_WHAT IS EXPECTED_:
Answer from the article on small commercial electric rates:
(a) What customer charge per month does the medium general service rate carry?
(b) What is the demand charge per kW in the winter months on that rate?
(c) How did the electrician wire the restaurant's air-conditioning controls?

_DOCUMENT_:

[Start]

Posted By David Young, Sunday, July 01, 2007
Updated: Sunday, February 10, 2013

To protect your and your company’s wallets, it is very important to understand the rates for which you are being charged for electricity. In this segment, I am going to share with you and discuss in detail the small commercial electric rates of a typical utility. The example I am using is a utility that publishes their rates on the Internet. The electric rates for which you are being billed may vary greatly from my example. I recommend that you contact your utility to get a copy of your rate and find out what other rates are available to you. Some of the terms I am using in this article have been previously defined and discussed in parts 1 and 2 of this series.

Photo 1. Typical small commercial businesses.

Medium General Service Rate

For our example utility, their medium general service rate is available to any customer having a monthly energy use exceeding 3,500 kWh and a summer maximum measured fifteen-minute demand of less than 300 kW. This is the basic rate for most small commercial customers. For our example utility, this rate has a customer charge of $25.42 per month. The energy charge is 6.2533 cents per kWh in the summer months and 6.9533 cents per kWh in the winter months. The demand charge is $22.6935 per kW in the summer months and $14.7419 per kW in the winter months. The measured demand is the greatest demand established by the customer during any fifteen-minute period of the month taken to the nearest whole kilowatt, but not less than 1 kW. Note that the demand is not time dependent. On this rate, hitting a peak fifteen-minute demand at 2 a.m. is just as expensive as one at 2 p.m.


Table 1. Medium General Service Rate

For a restaurant that uses 24,000 kWh of energy with a 150 kW demand in a summer month, the bill will be $1,500.79 for energy, $3,404.02 for demand, and $25.42 for customer charge. The demand charge is over two times the energy charge. If load management can be done to reduce the demand, a significant savings can be achieved. In one such case with which I was involved, a few hundred dollars of electrical work saved a restaurant thousands of dollars in their electric bills each month. The dining area of the restaurant was air-conditioned with two units. Under the worst case outside temperature conditions, the two units were each on less than half the time. This meant the units could be operated one at a time, and they would still maintain the desired temperature. The owner had an electrician wire the controls so that only one unit could be on at a time. The unit that operated more frequently (the one that cooled the area closest to the kitchen) was designated the primary unit. If the primary unit was on, the other unit could not turn on until the primary unit’s thermostat was satisfied. The result was a fifty percent reduction in the air conditioning demand. The air conditioning demand was a large piece of the restaurant’s total demand. For a restaurant that uses 24,000 kWh of energy with a 150 kW demand each month in the summer months and 16,000 kWh of energy with a 100 kW demand each month in the winter months, the annual bill would be $40,617.96 on this rate.

[End]

_DATA LINES_:
[Start]

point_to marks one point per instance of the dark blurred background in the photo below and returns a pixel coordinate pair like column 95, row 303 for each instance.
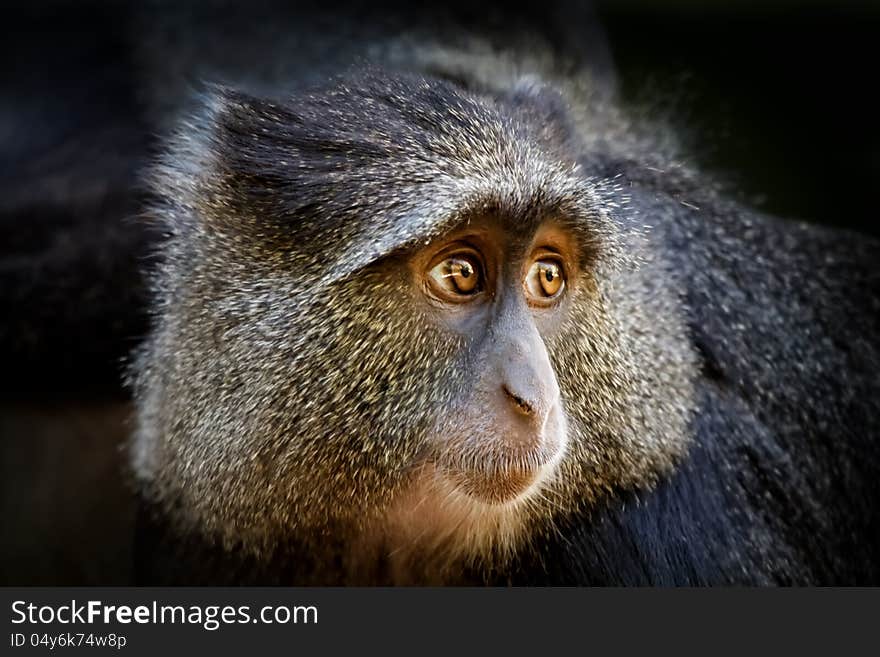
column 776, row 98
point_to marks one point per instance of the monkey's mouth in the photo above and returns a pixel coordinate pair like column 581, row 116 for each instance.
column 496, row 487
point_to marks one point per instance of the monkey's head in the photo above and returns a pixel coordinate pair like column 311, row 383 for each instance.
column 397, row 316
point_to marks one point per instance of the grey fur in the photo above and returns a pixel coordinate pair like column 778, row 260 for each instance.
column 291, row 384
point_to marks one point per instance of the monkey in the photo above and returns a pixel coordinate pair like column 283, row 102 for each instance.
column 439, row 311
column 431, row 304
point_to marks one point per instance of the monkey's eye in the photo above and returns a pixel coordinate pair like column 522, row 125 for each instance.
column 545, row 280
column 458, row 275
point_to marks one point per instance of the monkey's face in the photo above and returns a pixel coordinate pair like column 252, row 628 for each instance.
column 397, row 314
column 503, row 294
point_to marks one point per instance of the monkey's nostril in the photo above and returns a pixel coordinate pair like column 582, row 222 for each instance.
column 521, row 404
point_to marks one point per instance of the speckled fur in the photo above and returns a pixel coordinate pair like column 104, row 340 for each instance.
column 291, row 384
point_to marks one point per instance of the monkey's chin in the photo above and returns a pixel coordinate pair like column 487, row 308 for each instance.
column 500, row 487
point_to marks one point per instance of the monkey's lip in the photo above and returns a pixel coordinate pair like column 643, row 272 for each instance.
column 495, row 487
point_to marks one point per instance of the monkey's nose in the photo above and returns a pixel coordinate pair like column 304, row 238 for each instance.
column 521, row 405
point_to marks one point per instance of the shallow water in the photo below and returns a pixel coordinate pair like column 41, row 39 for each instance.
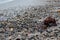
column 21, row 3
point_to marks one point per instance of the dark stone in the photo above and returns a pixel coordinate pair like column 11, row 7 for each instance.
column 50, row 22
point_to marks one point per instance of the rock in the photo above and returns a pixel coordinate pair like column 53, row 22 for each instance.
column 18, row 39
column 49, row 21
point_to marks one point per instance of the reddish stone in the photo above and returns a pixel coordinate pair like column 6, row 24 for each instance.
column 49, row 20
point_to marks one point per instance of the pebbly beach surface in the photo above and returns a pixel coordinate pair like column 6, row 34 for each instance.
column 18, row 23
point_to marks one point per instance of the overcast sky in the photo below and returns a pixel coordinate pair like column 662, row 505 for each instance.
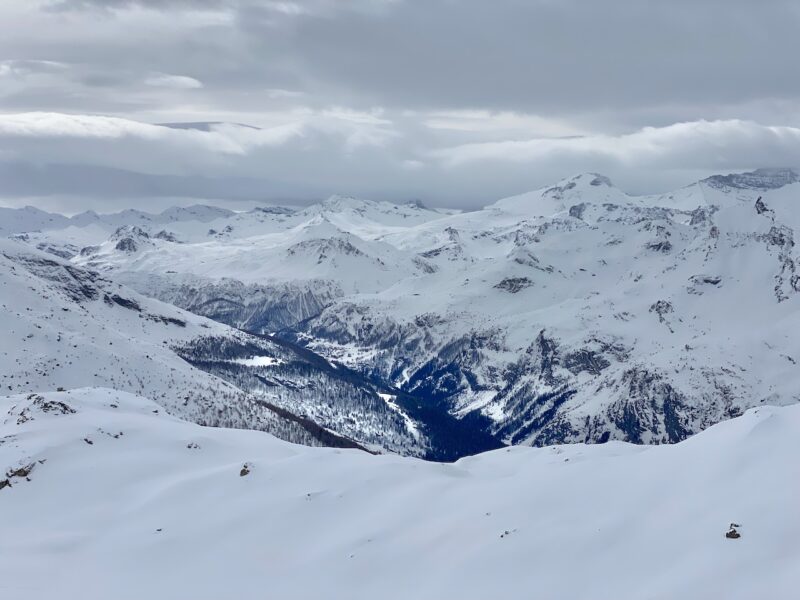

[End]

_TASK SOLUTION_:
(a) $25.42 per month.
(b) $14.7419 per kW.
(c) So that only one unit could be on at a time.